▸ STUDY TEXT
——————
First of all, it started with PageRank.
PageRank was the opening move of that chess game.
But it didn't end there.
Many, many things have happened since PageRank.
And second, that even from the very beginning, this theme,
the central insight of PageRank, was about learning
from the good guys.
Because the insight of PageRank was to say that the
worldwide web is created by intelligent humans.
Each of those humans are writing web pages, and in
those web pages, they are choosing to link to other web
pages from certain words.
And every time they do that, they are providing a signal
that they believe, with their human intelligence, that this
page that they have linked to is useful in the context of
the word that they have linked from.
And the insight of PageRank was that a computer algorithm,
computer code which has no human intelligence, could be
written to go out and observe all of that signal across the
web, and harvest it, and bring it back in to creating a
search index that could then be beneficial
for everyone to use.
And that that theme has continued to be a very
important one in the science of making search engines good
as the chess game proceeds.
So as soon as PageRank was out there, as soon as this
technique went into play, the second move of the chess game
was for the bad guys to come and say, we will create link
farms. We will create things that are not really the work
of intelligent humans in good faith, but which attempt to
pose as if they were to Google's code, which has no
human intelligence.
And they were able to do this rather effectively.
So now, what does Google do?
What do the search engines do?
And you say, well, where else can you look for that signal?
Where else can you look for that signal of what the people
in good faith are telling you by the way in which they
interact with the system and the things they build.
Where can that be harvested and brought back in for
everyone's benefit when they use the search engine?
And so the next place to look was the log data.
And I'm going to page back again to that picture of the
log line to describe how this is.

OK.
Suppose we have, again, the query for flowers.
Suppose Sebastian has come to Google, and he searched on
flowers because he's going to get some for his wife to
apologize for how very busy he's been this week.
And he searches on flowers, and this log line is created.
So what happens next?
That depends on what Sebastian does.
And what Sebastian does depends on how good a job
Google did.
So if Google did a very good job, if we got it right in the
search results that we returned, Sebastian will
probably click on the very first search result.
And that will create another log line.
It will be some point later in the stream of log data that is
coming in as all these different people around the
world interact with the server and do searches.
So some point later in time, there will be another log line
to load [? up. ?]
The same IP address and cookie ID, slightly later time,
showing and then there was a click on the
first search's line.
Or, alternatively, suppose we didn't do such a good job, and
perhaps instead Sebastian clicks on the
eighth search result.
Or we really didn't do a good job, and he doesn't even like
anything on the first page of search results, and instead,
he clicks through to the next page.
Each one of those things would create another log line a
little bit later.
So in the process of writing the system now to learn from
these signals that the people interacting in good faith are
providing, these log lines, separated slightly in time,
and linkable together by the IP address and the cookie ID,
are little stories.
They're little stories of us getting it right, not quite
getting it right, getting it very wrong, and they're little
stories that have some information about what getting
it right might be.
Because maybe if he clicks on the eighth search result, that
should go up.
That's a signal that it should go up.
——————
▸ EXTRACTED RECORDS
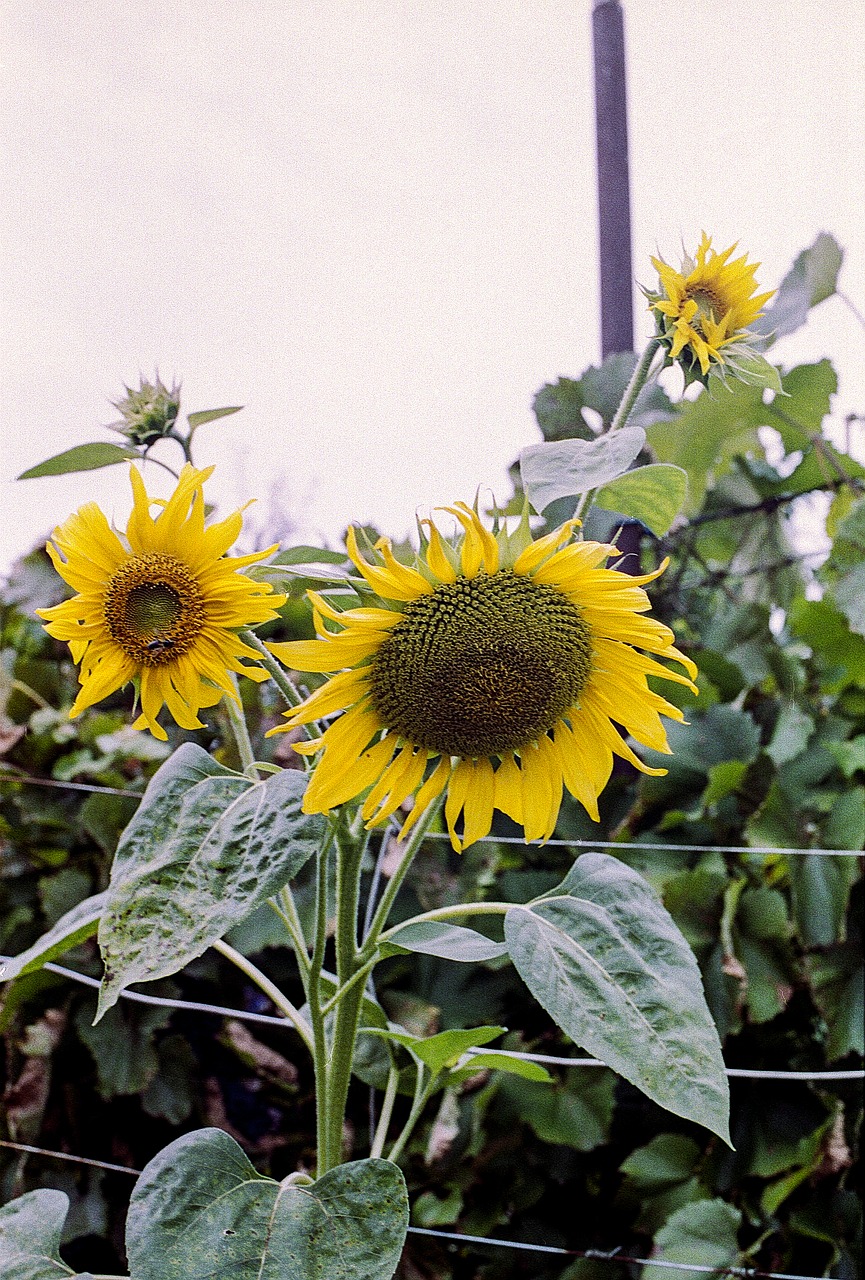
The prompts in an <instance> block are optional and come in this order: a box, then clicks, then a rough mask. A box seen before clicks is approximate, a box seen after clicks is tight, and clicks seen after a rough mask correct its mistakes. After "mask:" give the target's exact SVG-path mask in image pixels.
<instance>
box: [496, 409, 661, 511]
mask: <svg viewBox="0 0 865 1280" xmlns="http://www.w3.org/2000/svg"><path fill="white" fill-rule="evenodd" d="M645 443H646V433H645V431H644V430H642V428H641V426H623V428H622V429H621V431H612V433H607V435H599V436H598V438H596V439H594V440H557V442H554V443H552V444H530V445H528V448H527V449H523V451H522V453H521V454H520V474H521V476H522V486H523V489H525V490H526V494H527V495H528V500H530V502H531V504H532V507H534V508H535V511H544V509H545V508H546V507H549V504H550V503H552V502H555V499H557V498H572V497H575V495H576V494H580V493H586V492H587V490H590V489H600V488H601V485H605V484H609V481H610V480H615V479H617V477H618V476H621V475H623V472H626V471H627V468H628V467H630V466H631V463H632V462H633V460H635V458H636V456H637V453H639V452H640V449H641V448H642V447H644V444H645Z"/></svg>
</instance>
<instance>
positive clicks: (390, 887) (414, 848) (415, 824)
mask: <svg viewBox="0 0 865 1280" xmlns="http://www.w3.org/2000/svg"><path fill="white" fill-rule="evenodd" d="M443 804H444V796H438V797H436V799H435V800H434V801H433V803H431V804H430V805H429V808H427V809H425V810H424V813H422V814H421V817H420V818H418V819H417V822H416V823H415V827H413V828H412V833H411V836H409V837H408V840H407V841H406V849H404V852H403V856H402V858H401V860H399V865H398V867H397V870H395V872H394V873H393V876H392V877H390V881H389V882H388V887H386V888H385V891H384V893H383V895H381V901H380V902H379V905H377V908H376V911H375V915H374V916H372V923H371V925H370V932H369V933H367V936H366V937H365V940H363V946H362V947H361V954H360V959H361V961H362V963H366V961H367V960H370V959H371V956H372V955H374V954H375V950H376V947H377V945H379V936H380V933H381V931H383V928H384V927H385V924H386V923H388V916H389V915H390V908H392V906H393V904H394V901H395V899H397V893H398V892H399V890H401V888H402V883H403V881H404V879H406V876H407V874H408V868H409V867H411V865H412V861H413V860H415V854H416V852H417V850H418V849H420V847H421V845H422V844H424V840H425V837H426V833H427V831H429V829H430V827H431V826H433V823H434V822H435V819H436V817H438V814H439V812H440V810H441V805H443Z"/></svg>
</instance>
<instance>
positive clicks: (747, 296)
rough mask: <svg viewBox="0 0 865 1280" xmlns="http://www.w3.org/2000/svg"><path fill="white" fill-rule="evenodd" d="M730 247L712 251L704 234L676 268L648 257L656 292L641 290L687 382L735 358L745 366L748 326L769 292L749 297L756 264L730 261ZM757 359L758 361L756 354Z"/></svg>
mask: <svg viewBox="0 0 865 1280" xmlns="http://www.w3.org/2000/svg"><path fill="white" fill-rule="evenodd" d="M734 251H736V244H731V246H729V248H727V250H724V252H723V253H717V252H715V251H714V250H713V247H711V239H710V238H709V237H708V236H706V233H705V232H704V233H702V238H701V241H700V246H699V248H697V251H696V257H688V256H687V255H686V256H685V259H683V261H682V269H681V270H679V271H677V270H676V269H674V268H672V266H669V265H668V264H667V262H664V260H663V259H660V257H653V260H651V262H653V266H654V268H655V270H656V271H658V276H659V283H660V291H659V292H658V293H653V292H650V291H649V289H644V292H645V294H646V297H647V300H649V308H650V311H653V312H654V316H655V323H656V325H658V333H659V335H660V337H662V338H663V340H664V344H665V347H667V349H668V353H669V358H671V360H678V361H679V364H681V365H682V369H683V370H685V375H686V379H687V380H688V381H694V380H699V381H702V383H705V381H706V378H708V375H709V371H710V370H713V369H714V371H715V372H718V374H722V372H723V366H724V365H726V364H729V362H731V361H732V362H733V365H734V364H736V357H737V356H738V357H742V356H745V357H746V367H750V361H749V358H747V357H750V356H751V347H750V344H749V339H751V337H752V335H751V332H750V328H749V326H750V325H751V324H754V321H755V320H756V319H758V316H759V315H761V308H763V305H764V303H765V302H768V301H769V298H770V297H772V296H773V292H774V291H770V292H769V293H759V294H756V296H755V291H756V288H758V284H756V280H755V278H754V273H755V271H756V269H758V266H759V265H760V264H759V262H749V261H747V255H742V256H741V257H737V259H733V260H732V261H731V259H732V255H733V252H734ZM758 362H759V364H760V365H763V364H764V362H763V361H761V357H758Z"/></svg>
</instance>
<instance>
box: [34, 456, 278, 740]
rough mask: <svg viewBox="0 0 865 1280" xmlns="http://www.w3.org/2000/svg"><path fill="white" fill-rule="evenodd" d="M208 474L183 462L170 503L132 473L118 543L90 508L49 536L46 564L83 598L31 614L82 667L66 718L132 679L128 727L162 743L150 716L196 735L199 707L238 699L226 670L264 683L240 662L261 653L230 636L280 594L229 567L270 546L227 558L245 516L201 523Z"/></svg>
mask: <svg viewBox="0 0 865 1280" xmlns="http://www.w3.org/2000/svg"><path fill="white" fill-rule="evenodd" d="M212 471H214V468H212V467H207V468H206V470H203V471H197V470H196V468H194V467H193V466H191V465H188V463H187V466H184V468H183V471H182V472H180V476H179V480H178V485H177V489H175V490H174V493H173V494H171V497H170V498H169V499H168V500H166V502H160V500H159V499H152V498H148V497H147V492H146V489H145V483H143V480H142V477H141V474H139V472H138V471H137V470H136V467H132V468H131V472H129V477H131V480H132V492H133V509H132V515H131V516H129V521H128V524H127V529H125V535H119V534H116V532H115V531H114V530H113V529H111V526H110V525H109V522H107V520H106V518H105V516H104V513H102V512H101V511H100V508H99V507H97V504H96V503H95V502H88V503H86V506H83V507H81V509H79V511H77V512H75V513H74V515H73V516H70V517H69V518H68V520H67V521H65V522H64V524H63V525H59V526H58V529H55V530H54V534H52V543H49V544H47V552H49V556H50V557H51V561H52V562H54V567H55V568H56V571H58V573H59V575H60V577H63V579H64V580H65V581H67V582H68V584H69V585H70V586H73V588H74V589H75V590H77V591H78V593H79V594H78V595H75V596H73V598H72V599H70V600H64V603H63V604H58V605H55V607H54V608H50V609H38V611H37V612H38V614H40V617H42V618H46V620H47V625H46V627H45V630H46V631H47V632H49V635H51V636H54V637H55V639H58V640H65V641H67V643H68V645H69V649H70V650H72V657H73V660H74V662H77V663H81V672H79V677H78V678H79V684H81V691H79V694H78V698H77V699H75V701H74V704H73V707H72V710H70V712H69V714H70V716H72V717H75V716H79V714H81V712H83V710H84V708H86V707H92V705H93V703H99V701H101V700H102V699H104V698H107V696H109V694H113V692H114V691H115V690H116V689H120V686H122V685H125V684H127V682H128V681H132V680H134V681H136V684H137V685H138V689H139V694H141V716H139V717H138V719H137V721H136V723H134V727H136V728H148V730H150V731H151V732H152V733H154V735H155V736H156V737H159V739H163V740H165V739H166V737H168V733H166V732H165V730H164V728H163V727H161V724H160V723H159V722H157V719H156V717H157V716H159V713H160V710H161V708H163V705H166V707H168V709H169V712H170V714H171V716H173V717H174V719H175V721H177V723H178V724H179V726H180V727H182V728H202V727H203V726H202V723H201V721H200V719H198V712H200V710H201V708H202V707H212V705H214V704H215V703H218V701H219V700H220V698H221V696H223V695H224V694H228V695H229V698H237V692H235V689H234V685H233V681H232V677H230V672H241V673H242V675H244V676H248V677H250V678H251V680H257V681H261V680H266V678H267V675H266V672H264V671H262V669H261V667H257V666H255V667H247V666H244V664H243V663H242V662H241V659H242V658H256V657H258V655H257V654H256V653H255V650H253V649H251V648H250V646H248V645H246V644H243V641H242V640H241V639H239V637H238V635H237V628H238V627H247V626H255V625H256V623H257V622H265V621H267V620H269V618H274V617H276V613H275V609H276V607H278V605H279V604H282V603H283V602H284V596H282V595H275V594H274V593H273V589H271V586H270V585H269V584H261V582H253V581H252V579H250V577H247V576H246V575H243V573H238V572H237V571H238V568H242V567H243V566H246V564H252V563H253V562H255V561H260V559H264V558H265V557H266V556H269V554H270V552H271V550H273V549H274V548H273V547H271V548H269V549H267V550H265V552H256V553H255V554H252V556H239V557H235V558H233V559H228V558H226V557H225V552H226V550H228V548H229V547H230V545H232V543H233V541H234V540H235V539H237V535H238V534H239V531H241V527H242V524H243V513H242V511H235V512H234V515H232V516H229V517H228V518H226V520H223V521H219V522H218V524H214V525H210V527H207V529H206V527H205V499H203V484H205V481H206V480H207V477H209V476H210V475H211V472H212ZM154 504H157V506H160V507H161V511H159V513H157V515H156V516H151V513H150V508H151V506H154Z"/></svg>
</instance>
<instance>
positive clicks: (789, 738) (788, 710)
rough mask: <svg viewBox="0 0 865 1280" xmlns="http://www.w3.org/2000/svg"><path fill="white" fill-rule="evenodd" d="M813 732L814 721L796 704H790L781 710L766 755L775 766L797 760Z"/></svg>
——————
▸ TASK BRIEF
Reproduce the PageRank passage word for word, from "And you say, well, where" to "the search engine?". Rely only on the PageRank passage.

▸ WRITTEN REPLY
And you say, well, where else can you look for that signal?
Where else can you look for that signal of what the people
in good faith are telling you by the way in which they
interact with the system and the things they build.
Where can that be harvested and brought back in for
everyone's benefit when they use the search engine?